### Quoted text

┌────────

Although there was present an investigatory motive to the impoundment, the presence of the investigatory motive does not invalidate the search overall, because the Fourth Amendment does not prohibit dual motive or mixed motive impoundments. Although the five Sanders prong-two factors inform both objective reasonableness and subjective pretext, Ramos, 88 F.4th at 873 n.14 (“[I]t is clear the five Sanders factors bear on the existence of both pretext and reasonableness. . . . Sanders' focus on both reasonableness and pretext is unusual, but not without precedent.” (citing Ashcroft v. al-Kidd, 563 U.S. at 736), the Tenth Circuit also has authorized approaching the five factor inquiry as a matter alone of objective reasonableness, see Ramos, 88 F.4th at 873 (“Application of the Sanders factors compels the conclusion that the impoundment was unreasonable even if undertaken without any type of pretextual motive.”). The Court therefore, approaches Sanders free-standing residual inquiry, see Sanders, 796 F.3d at 1250 (noting that its five factors are “non-exclusive”), as informing us whether there exists a pretextual motive that undercuts the impoundment's overall validity.

└────────

### Given information
┌────────

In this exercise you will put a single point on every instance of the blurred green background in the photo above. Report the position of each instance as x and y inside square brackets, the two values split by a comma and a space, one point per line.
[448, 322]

└────────

### To do
According to the impoundment passage, why doesn't the investigatory motive invalidate the search? Answer in one to three sentences.

### Result for this task
The Fourth Amendment does not prohibit dual motive or mixed motive impoundments. So the presence of an investigatory motive alongside other motives does not invalidate the search overall.